====== Passage given

The University of Western Australia (UWA) and the Geological Survey of Western Australia (GSWA), a division of the WA Department of Mines and Petroleum, were proud to launch the Integrated Exploration Platform (IEP) at the Annual GSWA Open Day in February 2016, in the presence of the Honourable Minister For Finance; Mines and Petroleum, Hon. Bill Marmion. The release of the IEP marks the culmination of over two years of collaborative effort, to develop a novel and effective software toolset to empower WA mineral explorers with state-of-the-art data analytics to maximise geological insight from geoscience datasets. The IEP applies innovative data analytic technology to assist human experts in refining their geological interpretations, which are essential in making exploration decisions with significant financial implications for the industry.

============
====== Collected data

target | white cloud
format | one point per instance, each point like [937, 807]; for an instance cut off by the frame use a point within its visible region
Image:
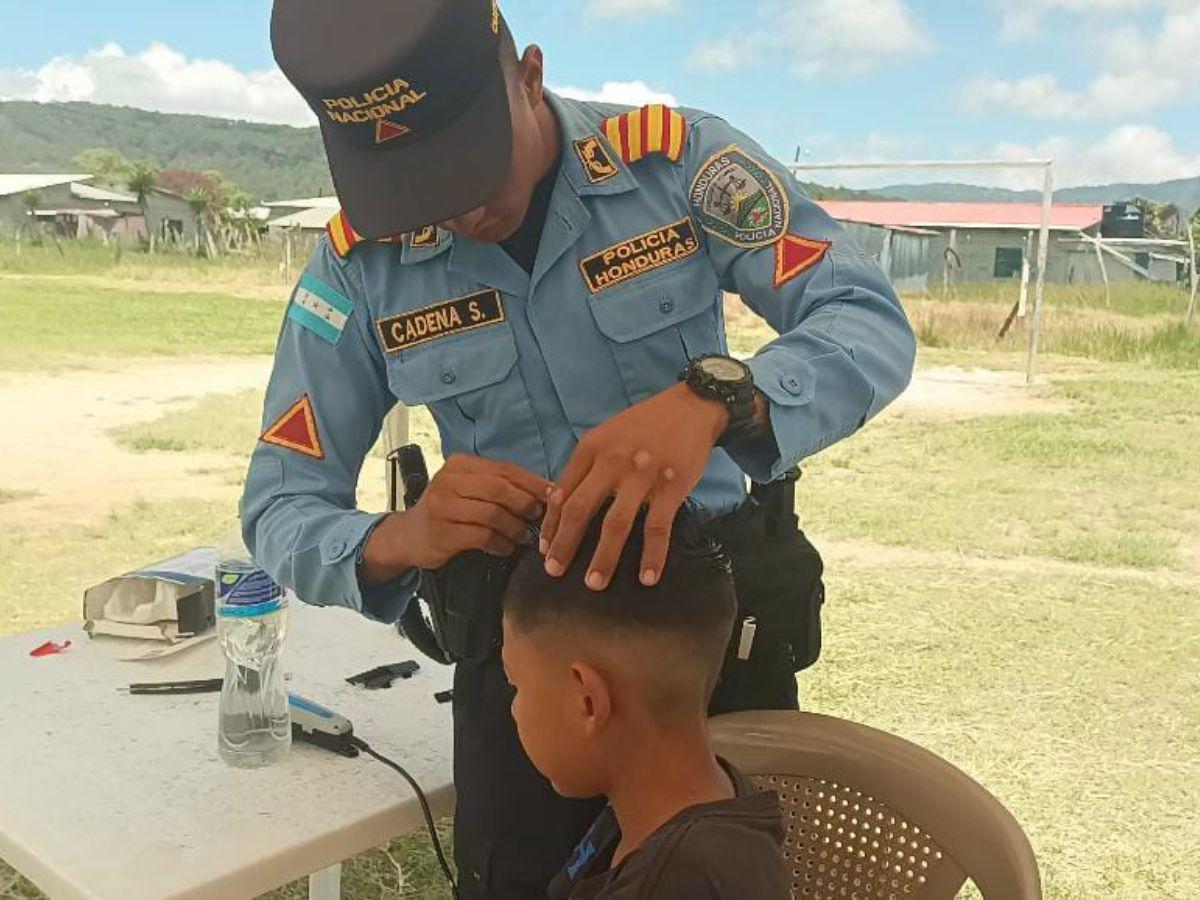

============

▶ Exercise A: At what event was the Integrated Exploration Platform launched, according to the passage about it?
▶ Exercise B: Substitute "software suite" for "software toolset" in the passage about the Integrated Exploration Platform, then write out the stretch between "The University of" and "for the industry.", inclusive.
▶ Exercise C: Which organizations does the passage about the Integrated Exploration Platform name?
The data was gathered from a different source than the passage about the Integrated Exploration Platform.

▶ Worked answer A: It was launched at the Annual GSWA Open Day in February 2016.

▶ Worked answer B:
The University of Western Australia (UWA) and the Geological Survey of Western Australia (GSWA), a division of the WA Department of Mines and Petroleum, were proud to launch the Integrated Exploration Platform (IEP) at the Annual GSWA Open Day in February 2016, in the presence of the Honourable Minister For Finance; Mines and Petroleum, Hon. Bill Marmion. The release of the IEP marks the culmination of over two years of collaborative effort, to develop a novel and effective software suite to empower WA mineral explorers with state-of-the-art data analytics to maximise geological insight from geoscience datasets. The IEP applies innovative data analytic technology to assist human experts in refining their geological interpretations, which are essential in making exploration decisions with significant financial implications for the industry.

▶ Worked answer C:
- The University of Western Australia (UWA)
- The Geological Survey of Western Australia (GSWA)
- The WA Department of Mines and Petroleum